Extracted data rows:
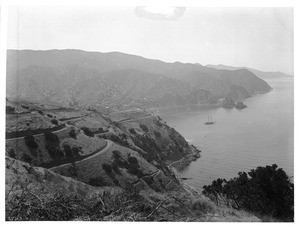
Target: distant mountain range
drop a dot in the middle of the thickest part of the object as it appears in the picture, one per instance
(117, 81)
(261, 74)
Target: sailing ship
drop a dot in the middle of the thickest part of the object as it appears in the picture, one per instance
(209, 121)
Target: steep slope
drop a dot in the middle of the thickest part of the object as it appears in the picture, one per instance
(117, 80)
(129, 149)
(37, 194)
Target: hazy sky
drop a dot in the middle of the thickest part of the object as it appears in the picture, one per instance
(260, 38)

GIVEN PROBLEM:
Can you arrange every line of these rows as a numbered list, skipping blank lines and leaving the pictures out?

IN RESPONSE:
1. Target: distant mountain range
2. drop a dot in the middle of the thickest part of the object as it appears in the picture, one per instance
3. (117, 81)
4. (261, 74)
5. Target: sailing ship
6. drop a dot in the middle of the thickest part of the object as it appears in the picture, one per instance
7. (209, 121)
8. Target: steep slope
9. drop a dot in the middle of the thickest part of the object as it appears in the picture, one per instance
10. (117, 80)
11. (129, 149)
12. (37, 194)
13. Target: hazy sky
14. drop a dot in the middle of the thickest part of the object as it appears in the picture, one per instance
15. (260, 38)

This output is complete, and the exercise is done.